→ EXERCISE REQUIREMENTS
Nothing but an exact copy of the records below counts as the answer.

→ DATASET
>>>>

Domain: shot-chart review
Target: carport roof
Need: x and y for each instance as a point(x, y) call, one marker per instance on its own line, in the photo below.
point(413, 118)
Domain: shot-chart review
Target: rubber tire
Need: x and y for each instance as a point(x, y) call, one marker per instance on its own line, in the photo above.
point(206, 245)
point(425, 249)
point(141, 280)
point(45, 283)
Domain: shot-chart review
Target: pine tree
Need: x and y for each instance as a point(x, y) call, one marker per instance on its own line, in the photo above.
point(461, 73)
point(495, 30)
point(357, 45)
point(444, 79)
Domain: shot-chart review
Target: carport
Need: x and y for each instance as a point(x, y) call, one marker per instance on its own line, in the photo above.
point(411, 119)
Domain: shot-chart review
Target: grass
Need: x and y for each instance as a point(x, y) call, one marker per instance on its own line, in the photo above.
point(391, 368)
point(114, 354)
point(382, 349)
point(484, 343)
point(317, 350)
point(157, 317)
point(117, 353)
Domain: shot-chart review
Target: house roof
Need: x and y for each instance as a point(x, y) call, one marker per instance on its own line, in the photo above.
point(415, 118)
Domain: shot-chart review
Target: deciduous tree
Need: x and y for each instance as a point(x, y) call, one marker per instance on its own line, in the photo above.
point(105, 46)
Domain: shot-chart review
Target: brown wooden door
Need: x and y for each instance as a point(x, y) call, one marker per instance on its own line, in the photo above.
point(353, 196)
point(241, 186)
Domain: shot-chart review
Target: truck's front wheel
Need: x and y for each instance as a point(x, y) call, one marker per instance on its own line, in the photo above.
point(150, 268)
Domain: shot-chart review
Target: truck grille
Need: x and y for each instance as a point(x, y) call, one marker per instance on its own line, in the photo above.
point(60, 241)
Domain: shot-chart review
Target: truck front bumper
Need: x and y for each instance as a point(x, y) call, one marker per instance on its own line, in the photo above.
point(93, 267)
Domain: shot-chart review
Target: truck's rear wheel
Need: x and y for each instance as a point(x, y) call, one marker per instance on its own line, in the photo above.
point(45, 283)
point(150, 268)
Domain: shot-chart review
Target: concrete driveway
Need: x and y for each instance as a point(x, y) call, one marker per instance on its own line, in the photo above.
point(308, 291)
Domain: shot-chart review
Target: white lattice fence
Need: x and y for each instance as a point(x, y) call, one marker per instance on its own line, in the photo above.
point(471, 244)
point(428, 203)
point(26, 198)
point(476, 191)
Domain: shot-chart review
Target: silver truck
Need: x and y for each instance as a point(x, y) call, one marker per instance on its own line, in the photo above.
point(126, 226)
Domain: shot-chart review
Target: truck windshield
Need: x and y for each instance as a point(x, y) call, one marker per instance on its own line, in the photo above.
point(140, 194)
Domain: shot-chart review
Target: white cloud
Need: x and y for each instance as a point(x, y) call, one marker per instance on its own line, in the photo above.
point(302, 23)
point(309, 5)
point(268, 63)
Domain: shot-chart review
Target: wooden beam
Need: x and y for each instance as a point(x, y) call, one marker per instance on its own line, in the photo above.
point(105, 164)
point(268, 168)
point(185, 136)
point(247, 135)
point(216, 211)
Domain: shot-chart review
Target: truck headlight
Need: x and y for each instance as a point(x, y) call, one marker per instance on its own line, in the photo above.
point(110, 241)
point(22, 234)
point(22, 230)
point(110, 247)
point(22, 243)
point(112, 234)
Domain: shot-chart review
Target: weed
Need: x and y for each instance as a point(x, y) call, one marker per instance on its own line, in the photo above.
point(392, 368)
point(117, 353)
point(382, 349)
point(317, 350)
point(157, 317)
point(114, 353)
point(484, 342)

<<<<

→ ANSWER AREA
Domain: shot-chart review
Target: carport roof
Need: x and y for each instance as a point(x, y) call, one marker per instance on its own line, in the photo below.
point(413, 118)
Domain: shot-chart review
Target: rubber tire
Need: x and y for each instance as a point(x, y) call, one marker per instance on its own line, in the photo above.
point(206, 245)
point(425, 249)
point(141, 280)
point(45, 283)
Domain: shot-chart review
Target: pine tree
Need: x and y for each instance as a point(x, y) call, one marker per instance on its own line, in the photo above.
point(461, 73)
point(495, 30)
point(357, 45)
point(444, 79)
Domain: shot-chart review
Target: carport
Need: x and y for each instance as a point(x, y) call, one marker per instance on its own line, in the photo above.
point(411, 119)
Domain: shot-chart review
Target: grass
Need: x and y for each instance as a point(x, y) call, one marker per instance on its own line, in the photo above.
point(391, 368)
point(114, 354)
point(382, 349)
point(484, 343)
point(317, 350)
point(157, 317)
point(117, 353)
Domain: shot-chart review
Target: house roof
Need: x and y for each instance as a point(x, y) call, one marker per instance on its own line, in the photo above.
point(415, 118)
Domain: shot-chart review
Target: deciduous tree
Need: x and y for each instance as a point(x, y) call, one marker per instance on its own line, in the photo above.
point(105, 46)
Domain: shot-chart review
Target: brown wooden door
Need: x and y for each instance as a point(x, y) call, one marker per instance on its own line, in the photo above.
point(353, 196)
point(241, 186)
Domain: shot-chart review
Target: truck's front wheel
Need: x and y for each instance as a point(x, y) call, one marker per instance on its own line, in the photo above.
point(150, 268)
Domain: shot-chart review
Target: truck grille
Need: x and y for each instance as a point(x, y) call, one marker per instance on its own line, in the photo above.
point(60, 241)
Domain: shot-chart review
Target: truck front bumper
Need: x and y for each instance as a point(x, y) call, one marker per instance on its own line, in the photo above.
point(93, 267)
Domain: shot-chart review
Target: truck's rear wheel
Need: x and y for each instance as a point(x, y) call, one marker per instance on its own line, in the photo above.
point(45, 283)
point(150, 268)
Domain: shot-chart review
Target: concrete driveway
Need: x and y for each instance as a point(x, y) call, one marker per instance on its own line, in the photo above.
point(308, 291)
Domain: shot-chart review
Target: white lattice fence
Need: x and y for each instance as a point(x, y) call, one marker per instance on its own line, in the photo above.
point(471, 244)
point(428, 203)
point(26, 198)
point(476, 191)
Domain: shot-chart review
Target: silver truck
Need: x and y for each instance as a point(x, y) call, one marker per instance on its own line, in the photo above.
point(126, 226)
Domain: shot-chart review
Target: truck windshield
Need: x and y for each instance as a point(x, y) call, one marker per instance on its own line, in the photo above.
point(140, 194)
Domain: shot-chart review
Target: white cloud
Need: x and y for each instance as a point(x, y) call, one marker per instance on its own line, in the photo above.
point(302, 23)
point(309, 5)
point(268, 63)
Domain: shot-chart review
Target: wooden beam
Need: x and y for each instance as a point(x, y) call, one marker per instance on its own line, in the photo above.
point(105, 164)
point(268, 168)
point(185, 136)
point(247, 135)
point(216, 211)
Domain: shot-chart review
Target: truck headlight
Need: x and y for each instance as a point(x, y) call, one marker per instance on its own line, in the photo above.
point(110, 241)
point(22, 234)
point(22, 230)
point(110, 247)
point(22, 243)
point(112, 234)
Domain: shot-chart review
Target: weed
Need: x and y for each instance as a point(x, y) call, one marker per instance on its own line, in the photo above.
point(392, 368)
point(117, 353)
point(382, 349)
point(317, 350)
point(157, 317)
point(114, 353)
point(484, 342)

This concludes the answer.